◆ Input material ◆
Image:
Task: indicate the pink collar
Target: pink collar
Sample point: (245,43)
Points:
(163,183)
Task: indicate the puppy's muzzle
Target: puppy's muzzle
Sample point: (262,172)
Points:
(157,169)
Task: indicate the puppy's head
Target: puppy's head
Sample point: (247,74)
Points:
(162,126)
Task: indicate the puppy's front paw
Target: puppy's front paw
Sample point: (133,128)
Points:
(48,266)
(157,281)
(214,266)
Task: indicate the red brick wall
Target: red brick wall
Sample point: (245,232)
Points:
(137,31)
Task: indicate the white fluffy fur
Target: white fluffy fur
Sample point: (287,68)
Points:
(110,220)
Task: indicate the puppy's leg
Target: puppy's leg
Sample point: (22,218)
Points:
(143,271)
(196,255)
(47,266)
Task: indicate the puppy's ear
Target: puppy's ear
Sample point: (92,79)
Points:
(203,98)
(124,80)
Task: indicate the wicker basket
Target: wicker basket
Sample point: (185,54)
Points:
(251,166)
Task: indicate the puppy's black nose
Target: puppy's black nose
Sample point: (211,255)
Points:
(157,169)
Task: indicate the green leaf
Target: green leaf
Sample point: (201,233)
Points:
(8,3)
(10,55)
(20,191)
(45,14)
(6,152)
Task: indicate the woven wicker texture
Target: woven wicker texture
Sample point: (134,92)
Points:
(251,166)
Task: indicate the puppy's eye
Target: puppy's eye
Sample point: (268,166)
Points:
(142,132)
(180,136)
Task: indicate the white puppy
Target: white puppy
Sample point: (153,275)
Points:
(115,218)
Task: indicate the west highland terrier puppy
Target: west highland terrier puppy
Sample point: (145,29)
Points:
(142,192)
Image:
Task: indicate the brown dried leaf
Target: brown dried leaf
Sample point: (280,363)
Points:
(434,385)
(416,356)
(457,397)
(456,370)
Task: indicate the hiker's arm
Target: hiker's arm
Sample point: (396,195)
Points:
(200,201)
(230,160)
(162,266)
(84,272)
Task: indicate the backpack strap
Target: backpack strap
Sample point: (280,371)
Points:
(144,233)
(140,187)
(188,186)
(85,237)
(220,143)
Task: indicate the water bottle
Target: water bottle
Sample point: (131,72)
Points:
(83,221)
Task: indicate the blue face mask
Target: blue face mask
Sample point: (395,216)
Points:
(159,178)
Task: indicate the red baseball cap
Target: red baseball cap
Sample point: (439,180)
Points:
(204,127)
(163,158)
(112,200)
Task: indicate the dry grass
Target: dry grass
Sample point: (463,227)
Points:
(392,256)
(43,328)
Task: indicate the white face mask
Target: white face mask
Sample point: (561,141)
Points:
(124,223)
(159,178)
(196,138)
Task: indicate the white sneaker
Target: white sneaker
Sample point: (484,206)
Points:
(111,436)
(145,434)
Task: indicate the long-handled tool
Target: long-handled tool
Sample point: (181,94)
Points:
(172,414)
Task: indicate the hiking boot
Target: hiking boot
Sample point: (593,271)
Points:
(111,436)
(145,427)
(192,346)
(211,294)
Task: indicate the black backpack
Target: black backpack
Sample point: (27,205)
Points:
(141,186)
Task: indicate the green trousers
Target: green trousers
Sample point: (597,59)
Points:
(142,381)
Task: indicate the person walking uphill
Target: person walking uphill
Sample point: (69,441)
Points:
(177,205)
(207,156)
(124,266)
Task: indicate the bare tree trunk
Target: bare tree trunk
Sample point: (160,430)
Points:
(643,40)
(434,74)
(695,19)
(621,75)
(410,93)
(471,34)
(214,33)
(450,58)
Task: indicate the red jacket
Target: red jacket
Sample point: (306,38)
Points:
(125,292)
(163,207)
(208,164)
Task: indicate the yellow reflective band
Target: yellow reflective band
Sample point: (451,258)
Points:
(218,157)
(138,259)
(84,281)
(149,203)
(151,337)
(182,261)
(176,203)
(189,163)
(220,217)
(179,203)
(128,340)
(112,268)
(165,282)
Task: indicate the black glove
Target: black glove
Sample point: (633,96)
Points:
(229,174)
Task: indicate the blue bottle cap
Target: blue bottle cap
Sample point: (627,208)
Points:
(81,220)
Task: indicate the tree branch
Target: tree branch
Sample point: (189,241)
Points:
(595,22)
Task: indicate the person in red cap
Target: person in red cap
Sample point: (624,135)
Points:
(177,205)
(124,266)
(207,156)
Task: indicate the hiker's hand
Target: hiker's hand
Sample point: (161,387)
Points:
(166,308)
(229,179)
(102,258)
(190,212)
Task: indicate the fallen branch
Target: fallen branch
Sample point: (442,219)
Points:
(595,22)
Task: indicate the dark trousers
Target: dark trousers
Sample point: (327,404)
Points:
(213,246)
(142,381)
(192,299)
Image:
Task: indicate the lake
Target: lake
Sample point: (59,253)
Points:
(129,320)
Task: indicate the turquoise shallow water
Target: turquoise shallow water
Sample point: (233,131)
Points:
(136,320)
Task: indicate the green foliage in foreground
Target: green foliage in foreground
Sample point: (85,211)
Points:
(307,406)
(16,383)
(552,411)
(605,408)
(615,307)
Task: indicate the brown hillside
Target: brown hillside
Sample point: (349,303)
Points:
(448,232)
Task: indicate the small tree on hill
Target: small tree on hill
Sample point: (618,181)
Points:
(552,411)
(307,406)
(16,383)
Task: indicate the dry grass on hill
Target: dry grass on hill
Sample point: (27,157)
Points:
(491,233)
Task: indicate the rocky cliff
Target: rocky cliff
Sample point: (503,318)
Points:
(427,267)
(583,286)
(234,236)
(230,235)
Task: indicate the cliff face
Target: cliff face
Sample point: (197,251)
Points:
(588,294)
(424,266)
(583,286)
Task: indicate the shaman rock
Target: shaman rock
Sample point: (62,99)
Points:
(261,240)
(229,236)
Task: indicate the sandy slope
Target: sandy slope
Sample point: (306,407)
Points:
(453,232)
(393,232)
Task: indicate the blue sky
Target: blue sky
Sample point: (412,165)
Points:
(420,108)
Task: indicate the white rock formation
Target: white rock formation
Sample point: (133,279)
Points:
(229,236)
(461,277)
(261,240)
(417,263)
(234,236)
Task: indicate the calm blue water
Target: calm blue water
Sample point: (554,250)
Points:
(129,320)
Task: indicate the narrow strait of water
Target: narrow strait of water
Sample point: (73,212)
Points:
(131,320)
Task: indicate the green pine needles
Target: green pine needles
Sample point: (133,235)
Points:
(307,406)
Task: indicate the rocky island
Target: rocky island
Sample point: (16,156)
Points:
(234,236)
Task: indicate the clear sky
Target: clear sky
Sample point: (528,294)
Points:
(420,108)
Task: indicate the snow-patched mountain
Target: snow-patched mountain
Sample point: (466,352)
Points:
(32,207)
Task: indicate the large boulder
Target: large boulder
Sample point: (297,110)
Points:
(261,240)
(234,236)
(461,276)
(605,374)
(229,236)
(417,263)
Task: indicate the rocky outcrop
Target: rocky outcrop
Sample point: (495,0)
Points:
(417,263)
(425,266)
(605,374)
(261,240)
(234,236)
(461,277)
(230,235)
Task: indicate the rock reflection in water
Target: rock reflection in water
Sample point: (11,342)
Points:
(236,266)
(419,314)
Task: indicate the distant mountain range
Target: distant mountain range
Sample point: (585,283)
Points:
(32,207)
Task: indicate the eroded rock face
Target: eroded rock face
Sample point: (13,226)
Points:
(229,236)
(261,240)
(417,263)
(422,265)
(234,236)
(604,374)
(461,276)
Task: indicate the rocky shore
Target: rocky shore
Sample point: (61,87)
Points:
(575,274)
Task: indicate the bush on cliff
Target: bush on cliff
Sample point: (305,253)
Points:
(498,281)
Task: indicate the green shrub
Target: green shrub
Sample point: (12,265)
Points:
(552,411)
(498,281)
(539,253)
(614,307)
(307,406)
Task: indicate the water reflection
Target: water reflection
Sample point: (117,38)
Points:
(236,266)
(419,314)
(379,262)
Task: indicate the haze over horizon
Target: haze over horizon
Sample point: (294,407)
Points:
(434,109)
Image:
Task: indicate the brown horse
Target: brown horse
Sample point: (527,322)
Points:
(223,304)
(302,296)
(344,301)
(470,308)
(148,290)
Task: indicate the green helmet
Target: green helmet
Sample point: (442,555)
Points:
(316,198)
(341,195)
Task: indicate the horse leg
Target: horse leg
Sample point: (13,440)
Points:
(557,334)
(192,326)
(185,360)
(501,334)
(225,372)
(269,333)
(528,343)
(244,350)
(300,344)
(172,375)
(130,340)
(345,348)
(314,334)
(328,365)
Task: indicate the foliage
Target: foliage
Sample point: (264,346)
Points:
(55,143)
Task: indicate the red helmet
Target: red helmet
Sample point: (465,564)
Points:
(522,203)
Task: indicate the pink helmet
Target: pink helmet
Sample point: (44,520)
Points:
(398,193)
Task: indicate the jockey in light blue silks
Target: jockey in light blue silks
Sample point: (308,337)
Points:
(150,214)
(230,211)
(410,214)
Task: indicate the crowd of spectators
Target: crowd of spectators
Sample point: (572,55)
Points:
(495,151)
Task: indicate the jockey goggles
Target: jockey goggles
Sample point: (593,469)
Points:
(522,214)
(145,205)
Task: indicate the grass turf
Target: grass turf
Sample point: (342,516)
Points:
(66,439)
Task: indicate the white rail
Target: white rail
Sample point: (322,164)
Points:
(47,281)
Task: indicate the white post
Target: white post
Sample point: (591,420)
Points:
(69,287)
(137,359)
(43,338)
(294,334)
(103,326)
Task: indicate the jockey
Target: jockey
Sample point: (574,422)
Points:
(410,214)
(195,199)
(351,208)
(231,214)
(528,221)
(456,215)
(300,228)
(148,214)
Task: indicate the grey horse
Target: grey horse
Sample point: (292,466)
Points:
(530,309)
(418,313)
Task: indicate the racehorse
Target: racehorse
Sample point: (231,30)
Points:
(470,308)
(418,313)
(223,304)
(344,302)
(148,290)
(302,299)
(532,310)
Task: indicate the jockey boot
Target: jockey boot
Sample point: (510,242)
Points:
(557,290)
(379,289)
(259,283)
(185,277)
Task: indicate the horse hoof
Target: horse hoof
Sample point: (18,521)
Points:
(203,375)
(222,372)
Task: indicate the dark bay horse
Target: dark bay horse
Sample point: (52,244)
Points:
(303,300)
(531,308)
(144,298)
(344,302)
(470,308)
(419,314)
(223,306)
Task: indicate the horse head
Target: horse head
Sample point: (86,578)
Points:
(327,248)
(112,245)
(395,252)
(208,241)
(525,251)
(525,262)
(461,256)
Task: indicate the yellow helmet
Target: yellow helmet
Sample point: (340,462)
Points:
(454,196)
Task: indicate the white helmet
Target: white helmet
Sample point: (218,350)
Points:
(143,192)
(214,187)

◆ Task prompt ◆
Print only the lines from the one with "Task: indicate the white rail" to the end of the records, both included.

◆ Output of the exercise ◆
Task: indicate the white rail
Target: white rail
Sample point: (322,164)
Points:
(47,281)
Task: indicate the white post
Target: white post
Sample point: (591,420)
Points:
(69,287)
(137,359)
(43,338)
(294,334)
(103,326)
Task: indicate the jockey
Target: jockey
Sample point: (574,422)
Points:
(410,214)
(195,199)
(351,208)
(231,214)
(528,221)
(456,215)
(300,228)
(148,214)
Task: indicate the grey horse
Target: grey horse
Sample point: (292,466)
Points:
(530,309)
(418,313)
Task: indicate the racehorse
Target: racehorse
Sample point: (231,30)
Points:
(470,308)
(418,313)
(223,304)
(344,302)
(148,290)
(302,299)
(532,310)
Task: indicate the jockey boot
Target: jockey boot
Sample point: (510,242)
Points:
(557,290)
(379,289)
(259,283)
(185,277)
Task: indicate the horse hoof
Target: horse hoof
Sample point: (18,521)
Points:
(203,375)
(222,372)
Task: indicate the dark bay horse
Target: dark bay horse
Sample point: (52,244)
Points:
(303,300)
(531,308)
(144,298)
(344,302)
(470,308)
(419,314)
(223,306)
Task: indicate the horse head
Target: horse head
Sample point: (86,578)
Points:
(327,248)
(112,245)
(395,252)
(208,241)
(525,251)
(525,262)
(461,256)
Task: indicate the yellow helmet
Target: yellow helmet
Sample point: (340,462)
Points:
(454,196)
Task: indicate the white helmet
Target: white helmet
Sample point: (218,350)
Points:
(143,192)
(214,187)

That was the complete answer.